## Requirement
Where does the word "high" appear in the entries below? Copy each line that holds it.

Segmentation mask data:
=== Begin Enclosure ===

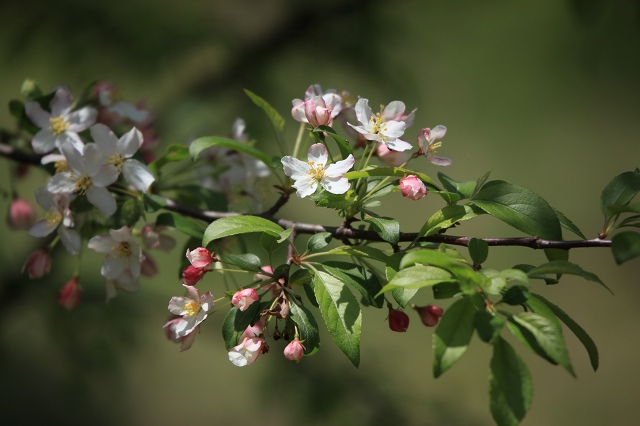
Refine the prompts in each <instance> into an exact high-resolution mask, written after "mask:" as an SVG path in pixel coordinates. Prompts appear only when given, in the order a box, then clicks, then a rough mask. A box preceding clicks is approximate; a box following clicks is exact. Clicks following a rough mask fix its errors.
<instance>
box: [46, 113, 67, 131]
mask: <svg viewBox="0 0 640 426" xmlns="http://www.w3.org/2000/svg"><path fill="white" fill-rule="evenodd" d="M49 123H51V126H49V130H51V131H52V132H53V135H54V136H58V135H59V134H60V133H63V132H66V131H67V129H68V128H69V123H67V122H66V121H64V117H63V116H62V115H61V116H60V117H55V118H53V117H51V118H50V119H49Z"/></svg>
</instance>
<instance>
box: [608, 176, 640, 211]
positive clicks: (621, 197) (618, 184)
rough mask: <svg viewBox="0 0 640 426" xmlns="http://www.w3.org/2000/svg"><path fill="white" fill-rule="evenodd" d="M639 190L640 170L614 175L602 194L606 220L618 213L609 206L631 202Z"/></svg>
mask: <svg viewBox="0 0 640 426" xmlns="http://www.w3.org/2000/svg"><path fill="white" fill-rule="evenodd" d="M638 192H640V172H638V171H633V172H624V173H621V174H619V175H618V176H616V177H614V178H613V179H612V180H611V182H609V183H608V184H607V186H606V187H605V188H604V190H602V194H601V195H600V209H601V210H602V214H603V215H604V217H605V221H608V220H609V219H610V218H611V217H613V216H615V215H616V213H612V212H611V211H610V210H609V208H608V207H609V206H612V205H626V204H629V202H630V201H631V200H633V198H634V197H635V196H636V195H637V194H638Z"/></svg>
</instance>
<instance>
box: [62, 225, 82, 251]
mask: <svg viewBox="0 0 640 426" xmlns="http://www.w3.org/2000/svg"><path fill="white" fill-rule="evenodd" d="M58 235H59V236H60V241H62V245H64V248H66V249H67V251H68V252H69V253H71V254H78V253H80V248H81V245H82V240H81V239H80V235H79V234H78V233H77V232H76V231H74V230H73V229H69V228H67V227H64V226H61V227H59V228H58Z"/></svg>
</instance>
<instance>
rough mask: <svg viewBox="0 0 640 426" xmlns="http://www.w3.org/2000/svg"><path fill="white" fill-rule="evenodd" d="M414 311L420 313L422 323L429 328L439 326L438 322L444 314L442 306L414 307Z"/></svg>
mask: <svg viewBox="0 0 640 426" xmlns="http://www.w3.org/2000/svg"><path fill="white" fill-rule="evenodd" d="M413 309H415V310H416V311H418V315H420V319H421V320H422V323H423V324H424V325H426V326H427V327H435V326H436V325H437V324H438V320H439V319H440V317H441V316H442V314H443V313H444V311H443V310H442V308H441V307H440V306H436V305H427V306H414V307H413Z"/></svg>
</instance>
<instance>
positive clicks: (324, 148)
mask: <svg viewBox="0 0 640 426" xmlns="http://www.w3.org/2000/svg"><path fill="white" fill-rule="evenodd" d="M308 155H309V157H308V158H309V162H314V163H315V164H322V165H323V166H324V165H325V164H327V160H328V159H329V153H328V152H327V148H326V147H325V146H324V145H323V144H321V143H314V144H313V145H311V146H310V147H309V154H308Z"/></svg>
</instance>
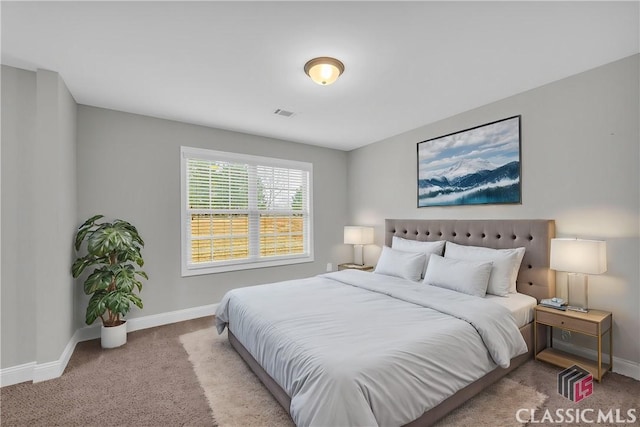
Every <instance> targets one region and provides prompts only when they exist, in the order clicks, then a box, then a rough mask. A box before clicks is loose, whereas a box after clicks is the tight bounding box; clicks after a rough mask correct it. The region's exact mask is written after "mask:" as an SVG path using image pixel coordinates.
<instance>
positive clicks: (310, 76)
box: [304, 56, 344, 86]
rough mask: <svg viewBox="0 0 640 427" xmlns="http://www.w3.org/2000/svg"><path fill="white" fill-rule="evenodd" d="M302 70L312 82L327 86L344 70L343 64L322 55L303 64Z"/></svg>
mask: <svg viewBox="0 0 640 427" xmlns="http://www.w3.org/2000/svg"><path fill="white" fill-rule="evenodd" d="M304 72H305V73H307V75H308V76H309V77H311V80H313V81H314V82H316V83H318V84H319V85H322V86H327V85H330V84H331V83H333V82H335V81H336V80H338V77H340V75H341V74H342V73H343V72H344V64H343V63H342V62H340V61H338V60H337V59H335V58H329V57H327V56H323V57H320V58H313V59H312V60H311V61H309V62H307V63H306V64H304Z"/></svg>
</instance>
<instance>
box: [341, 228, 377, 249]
mask: <svg viewBox="0 0 640 427" xmlns="http://www.w3.org/2000/svg"><path fill="white" fill-rule="evenodd" d="M344 243H345V244H348V245H370V244H371V243H373V227H360V226H354V225H347V226H345V227H344Z"/></svg>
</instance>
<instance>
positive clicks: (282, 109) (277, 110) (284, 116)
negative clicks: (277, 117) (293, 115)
mask: <svg viewBox="0 0 640 427" xmlns="http://www.w3.org/2000/svg"><path fill="white" fill-rule="evenodd" d="M273 114H275V115H278V116H282V117H291V116H293V115H294V114H295V113H294V112H293V111H287V110H283V109H281V108H278V109H276V111H274V112H273Z"/></svg>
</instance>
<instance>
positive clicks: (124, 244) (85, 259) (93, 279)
mask: <svg viewBox="0 0 640 427" xmlns="http://www.w3.org/2000/svg"><path fill="white" fill-rule="evenodd" d="M102 217H103V215H95V216H93V217H91V218H89V219H88V220H87V221H86V222H85V223H84V224H82V225H81V226H80V227H79V228H78V232H77V233H76V239H75V249H76V251H80V247H81V245H82V243H83V242H84V241H85V240H86V242H87V245H86V247H87V254H86V255H84V256H82V257H79V258H78V259H76V260H75V262H74V263H73V266H72V267H71V273H72V275H73V277H74V278H78V277H79V276H80V275H81V274H82V272H83V271H85V269H86V268H87V267H91V266H96V268H95V269H94V270H93V272H92V273H91V274H89V276H88V277H87V279H86V280H85V281H84V293H85V294H87V295H91V298H90V299H89V304H88V306H87V314H86V319H85V320H86V322H87V325H91V324H92V323H93V322H94V321H95V320H96V319H98V318H100V320H102V330H101V343H102V347H103V348H113V347H119V346H121V345H123V344H125V343H126V342H127V325H126V321H125V320H124V319H122V318H121V316H125V315H126V314H127V313H128V312H129V309H130V308H131V304H132V303H133V304H135V305H136V306H137V307H139V308H142V300H141V299H140V297H139V296H138V295H137V294H136V293H135V290H136V288H137V289H138V292H140V291H141V290H142V282H141V281H140V280H139V277H144V278H145V279H147V280H148V279H149V277H148V276H147V273H145V272H144V271H142V270H137V269H136V266H135V265H133V264H134V263H135V264H136V265H137V266H139V267H142V265H143V264H144V260H143V259H142V255H141V254H140V251H141V249H142V247H143V246H144V242H143V240H142V238H141V237H140V235H139V234H138V230H136V228H135V227H134V226H133V225H131V224H130V223H128V222H127V221H122V220H120V219H116V220H114V221H113V222H102V223H98V222H97V221H98V220H99V219H100V218H102ZM138 276H139V277H138Z"/></svg>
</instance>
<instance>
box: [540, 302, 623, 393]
mask: <svg viewBox="0 0 640 427" xmlns="http://www.w3.org/2000/svg"><path fill="white" fill-rule="evenodd" d="M539 325H544V326H548V327H550V329H551V335H550V336H553V328H560V329H565V330H567V331H571V332H574V333H578V334H583V335H588V336H590V337H595V338H597V340H598V358H597V359H598V360H597V361H594V360H590V359H586V358H584V357H580V356H576V355H574V354H570V353H567V352H564V351H560V350H558V349H555V348H553V339H551V340H550V343H551V345H550V347H547V348H545V349H544V350H542V351H541V352H540V353H537V354H536V360H542V361H543V362H547V363H551V364H553V365H556V366H560V367H562V368H568V367H570V366H573V365H579V366H581V367H583V368H584V369H586V370H588V371H589V372H590V373H591V375H593V378H595V379H596V380H597V381H600V380H602V376H603V375H604V374H605V373H606V372H607V371H611V370H612V369H613V336H612V331H611V328H612V326H613V315H612V314H611V313H610V312H608V311H601V310H589V311H588V312H587V313H580V312H576V311H562V310H556V309H554V308H549V307H543V306H541V305H538V306H537V307H536V308H535V325H534V336H535V338H534V340H535V347H534V348H538V326H539ZM607 333H608V334H609V363H608V364H603V363H602V338H603V337H604V335H605V334H607Z"/></svg>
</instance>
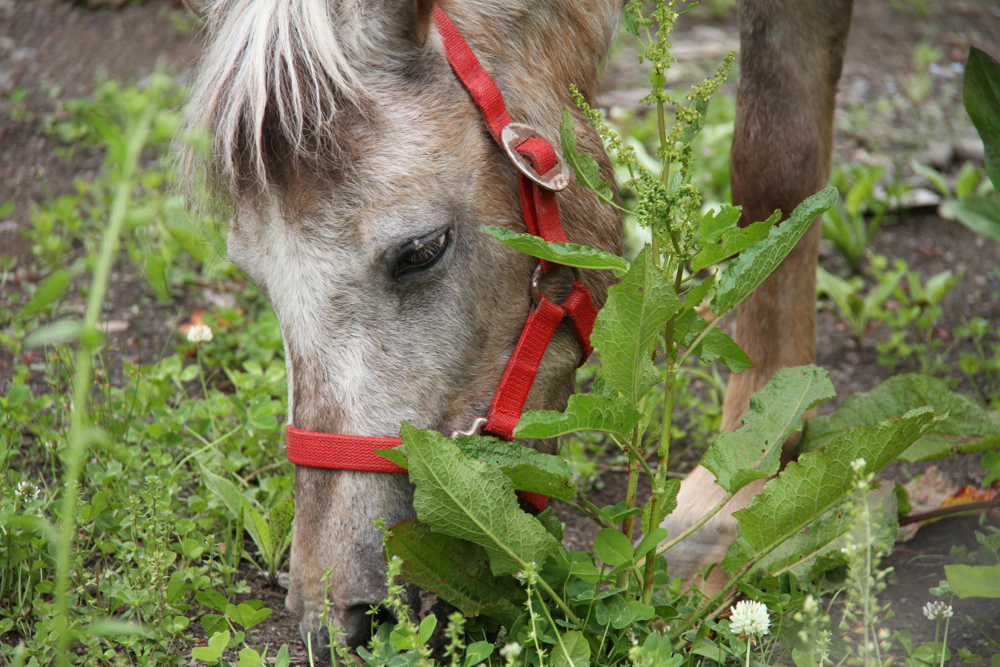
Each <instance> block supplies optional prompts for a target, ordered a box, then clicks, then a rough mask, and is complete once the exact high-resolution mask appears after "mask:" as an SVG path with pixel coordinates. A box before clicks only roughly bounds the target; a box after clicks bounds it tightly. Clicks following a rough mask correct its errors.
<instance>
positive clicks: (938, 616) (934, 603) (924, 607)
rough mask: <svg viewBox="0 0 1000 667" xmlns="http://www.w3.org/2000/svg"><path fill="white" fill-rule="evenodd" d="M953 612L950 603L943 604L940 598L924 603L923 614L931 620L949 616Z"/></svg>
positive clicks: (949, 615)
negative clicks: (938, 599) (925, 603)
mask: <svg viewBox="0 0 1000 667" xmlns="http://www.w3.org/2000/svg"><path fill="white" fill-rule="evenodd" d="M954 615H955V612H953V611H952V610H951V605H950V604H945V603H944V602H941V600H937V601H935V602H928V603H927V604H925V605H924V616H926V617H927V618H928V620H931V621H939V620H941V619H942V618H951V617H952V616H954Z"/></svg>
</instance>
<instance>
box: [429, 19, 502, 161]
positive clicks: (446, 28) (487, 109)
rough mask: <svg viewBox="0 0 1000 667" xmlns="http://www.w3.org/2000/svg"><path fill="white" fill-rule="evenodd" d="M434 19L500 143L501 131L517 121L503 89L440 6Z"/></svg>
mask: <svg viewBox="0 0 1000 667" xmlns="http://www.w3.org/2000/svg"><path fill="white" fill-rule="evenodd" d="M434 23H435V25H436V26H437V29H438V34H439V35H441V40H442V41H443V42H444V50H445V53H446V54H448V62H449V63H451V68H452V69H453V70H455V75H456V76H457V77H458V79H459V81H461V82H462V85H464V86H465V89H466V90H468V91H469V94H470V95H472V99H473V101H475V103H476V106H477V107H479V110H480V111H482V112H483V116H485V117H486V125H487V126H489V128H490V134H492V135H493V139H495V140H496V142H497V143H500V132H502V131H503V128H504V127H506V126H507V125H510V124H511V123H512V122H513V121H512V120H511V118H510V114H509V113H507V105H506V104H504V102H503V95H501V94H500V89H499V88H497V85H496V84H495V83H493V79H492V78H490V75H489V74H487V73H486V70H485V69H483V66H482V65H481V64H480V63H479V58H477V57H476V54H475V53H473V52H472V49H471V48H469V44H468V42H466V41H465V38H464V37H462V33H460V32H459V31H458V28H456V27H455V24H454V23H452V22H451V19H450V18H448V15H447V14H445V13H444V10H443V9H441V8H440V7H437V6H435V7H434Z"/></svg>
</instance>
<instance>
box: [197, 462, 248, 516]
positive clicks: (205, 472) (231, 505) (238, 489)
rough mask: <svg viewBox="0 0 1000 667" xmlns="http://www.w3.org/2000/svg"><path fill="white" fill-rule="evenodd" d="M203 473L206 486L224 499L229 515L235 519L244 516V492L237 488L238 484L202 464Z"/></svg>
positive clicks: (224, 503) (224, 504)
mask: <svg viewBox="0 0 1000 667" xmlns="http://www.w3.org/2000/svg"><path fill="white" fill-rule="evenodd" d="M201 475H202V477H203V478H204V480H205V486H207V487H208V489H209V491H211V492H212V493H214V494H215V495H217V496H218V497H219V499H220V500H222V502H223V504H224V505H225V506H226V509H228V510H229V516H230V518H231V519H233V520H238V519H240V518H242V516H243V494H241V493H240V490H239V489H238V488H236V485H235V484H233V483H232V482H230V481H229V480H228V479H226V478H224V477H220V476H219V475H216V474H215V473H214V472H212V471H210V470H209V469H208V468H206V467H205V466H201Z"/></svg>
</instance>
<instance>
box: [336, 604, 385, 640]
mask: <svg viewBox="0 0 1000 667" xmlns="http://www.w3.org/2000/svg"><path fill="white" fill-rule="evenodd" d="M372 606H373V605H371V604H358V605H354V606H353V607H348V608H347V609H345V610H344V611H343V613H342V614H341V615H340V622H341V627H340V629H341V631H342V632H343V633H344V635H343V637H342V638H341V639H342V641H343V642H344V643H345V644H346V645H347V646H348V647H350V648H352V649H353V648H357V647H358V646H364V645H365V644H367V643H368V640H369V639H371V638H372V635H373V634H374V632H375V630H376V629H378V626H379V625H381V624H382V623H392V624H395V622H396V617H395V616H393V614H392V612H390V611H389V610H388V609H385V608H384V607H375V611H374V612H373V611H372Z"/></svg>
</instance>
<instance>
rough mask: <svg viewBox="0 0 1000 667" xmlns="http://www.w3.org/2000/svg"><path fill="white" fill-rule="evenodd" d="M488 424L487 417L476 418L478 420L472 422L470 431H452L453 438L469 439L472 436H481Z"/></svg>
mask: <svg viewBox="0 0 1000 667" xmlns="http://www.w3.org/2000/svg"><path fill="white" fill-rule="evenodd" d="M485 424H486V418H485V417H476V420H475V421H474V422H472V428H470V429H469V430H468V431H452V432H451V437H453V438H463V437H465V438H467V437H469V436H470V435H479V434H480V431H482V430H483V426H484V425H485Z"/></svg>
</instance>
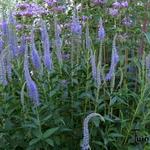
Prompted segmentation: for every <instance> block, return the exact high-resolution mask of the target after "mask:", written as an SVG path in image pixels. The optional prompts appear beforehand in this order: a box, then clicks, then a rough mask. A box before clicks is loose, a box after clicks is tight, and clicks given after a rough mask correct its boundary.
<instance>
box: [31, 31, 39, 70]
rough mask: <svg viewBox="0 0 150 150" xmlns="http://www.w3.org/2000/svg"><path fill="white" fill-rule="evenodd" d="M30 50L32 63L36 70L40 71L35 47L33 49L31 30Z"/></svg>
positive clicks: (31, 33) (33, 36) (37, 57)
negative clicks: (36, 69) (30, 42)
mask: <svg viewBox="0 0 150 150" xmlns="http://www.w3.org/2000/svg"><path fill="white" fill-rule="evenodd" d="M31 49H32V50H31V59H32V63H33V65H34V67H35V68H36V69H40V67H41V60H40V56H39V54H38V51H37V50H36V47H35V43H34V32H33V29H32V33H31Z"/></svg>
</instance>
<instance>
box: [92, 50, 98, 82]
mask: <svg viewBox="0 0 150 150" xmlns="http://www.w3.org/2000/svg"><path fill="white" fill-rule="evenodd" d="M91 65H92V76H93V79H94V80H95V81H97V69H96V59H95V54H93V51H92V49H91Z"/></svg>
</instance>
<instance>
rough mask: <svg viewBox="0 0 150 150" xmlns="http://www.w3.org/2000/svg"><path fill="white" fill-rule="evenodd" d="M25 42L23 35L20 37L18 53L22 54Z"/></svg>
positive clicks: (23, 36)
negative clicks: (19, 43) (18, 52)
mask: <svg viewBox="0 0 150 150" xmlns="http://www.w3.org/2000/svg"><path fill="white" fill-rule="evenodd" d="M25 44H26V38H25V36H22V37H21V46H20V48H19V54H23V53H24V52H25Z"/></svg>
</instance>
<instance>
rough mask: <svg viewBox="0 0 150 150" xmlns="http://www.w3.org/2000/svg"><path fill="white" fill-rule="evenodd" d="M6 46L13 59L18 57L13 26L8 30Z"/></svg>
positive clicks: (11, 26) (15, 40)
mask: <svg viewBox="0 0 150 150" xmlns="http://www.w3.org/2000/svg"><path fill="white" fill-rule="evenodd" d="M8 45H9V49H10V51H11V54H12V56H13V57H16V56H17V55H18V41H17V35H16V32H15V28H14V26H10V27H9V29H8Z"/></svg>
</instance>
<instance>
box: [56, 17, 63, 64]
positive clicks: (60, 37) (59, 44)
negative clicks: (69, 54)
mask: <svg viewBox="0 0 150 150" xmlns="http://www.w3.org/2000/svg"><path fill="white" fill-rule="evenodd" d="M60 35H61V27H60V25H58V24H57V18H55V46H56V50H57V52H56V54H57V58H58V61H59V64H60V66H61V65H62V52H61V49H62V39H61V37H60Z"/></svg>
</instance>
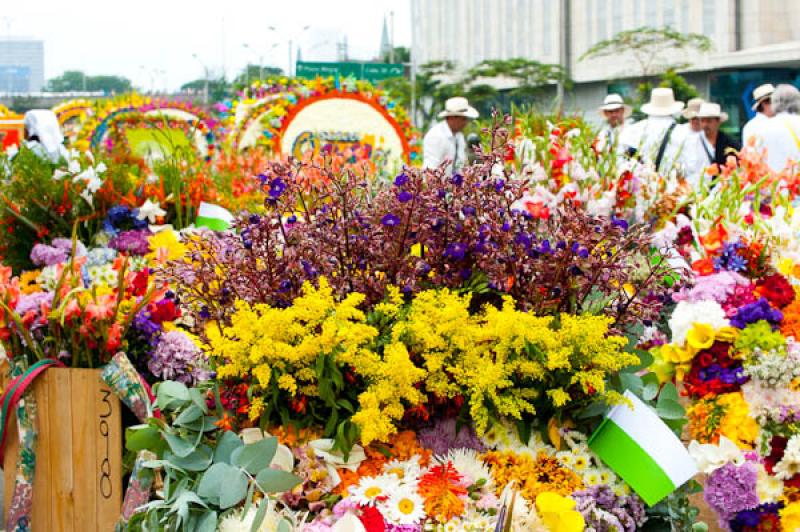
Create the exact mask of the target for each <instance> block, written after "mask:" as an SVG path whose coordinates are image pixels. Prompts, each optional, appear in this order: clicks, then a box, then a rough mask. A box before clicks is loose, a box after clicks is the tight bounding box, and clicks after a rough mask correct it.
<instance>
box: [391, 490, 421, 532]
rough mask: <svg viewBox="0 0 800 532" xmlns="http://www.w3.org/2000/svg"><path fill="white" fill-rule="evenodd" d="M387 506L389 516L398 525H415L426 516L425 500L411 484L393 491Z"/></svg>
mask: <svg viewBox="0 0 800 532" xmlns="http://www.w3.org/2000/svg"><path fill="white" fill-rule="evenodd" d="M386 507H387V509H388V512H387V513H388V514H389V518H390V519H391V520H392V521H394V522H395V523H396V524H398V525H415V524H417V523H419V522H420V521H422V520H423V519H424V518H425V502H424V501H423V500H422V497H420V496H419V494H418V493H417V492H416V490H414V489H412V488H410V487H409V486H404V487H402V488H400V489H397V490H395V491H394V492H392V494H391V495H390V496H389V500H388V501H386Z"/></svg>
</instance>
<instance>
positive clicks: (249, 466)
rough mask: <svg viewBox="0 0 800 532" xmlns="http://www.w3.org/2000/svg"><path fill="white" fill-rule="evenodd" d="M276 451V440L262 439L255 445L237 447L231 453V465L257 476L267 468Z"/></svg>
mask: <svg viewBox="0 0 800 532" xmlns="http://www.w3.org/2000/svg"><path fill="white" fill-rule="evenodd" d="M277 449H278V438H274V437H272V438H264V439H263V440H259V441H257V442H255V443H249V444H247V445H245V446H244V447H239V448H238V449H236V450H234V451H233V453H231V463H233V464H234V465H236V466H239V467H241V468H242V469H244V470H246V471H247V472H248V473H250V474H251V475H257V474H258V472H259V471H261V470H262V469H264V468H266V467H269V464H270V463H272V459H273V458H274V457H275V451H276V450H277Z"/></svg>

=== End Enclosure ===

## Reply to the task
Refine the prompts in each <instance> into an exact high-resolution mask, written after "mask:" as an SVG path in pixel coordinates. Prompts appear only when given, in the order a box, then clicks, then a rough mask. A box preceding clicks is approximate; a box following clicks is exact. Clicks following a rough mask fix its errors.
Each <instance> block supplies optional prompts for a target, ordered a box, then clicks, then a rough mask, and is complete once the exact high-resolution mask appears after "mask:" as an SVG path with pixel coordinates. A box before clicks only roughly bounds the target; a box after clicks bounds it tightly. Clicks following a rough mask correct its errors.
Prompted segmentation: for every <instance> block, return the exact high-resolution mask of the target after "mask:", written as an SVG path in image pixels. The optional prompts appear beforehand in this order: a box, then clicks, then a rough mask. A box before clicks is loose, a box after clicks is tight, and clicks given after a rough mask correct its boundary.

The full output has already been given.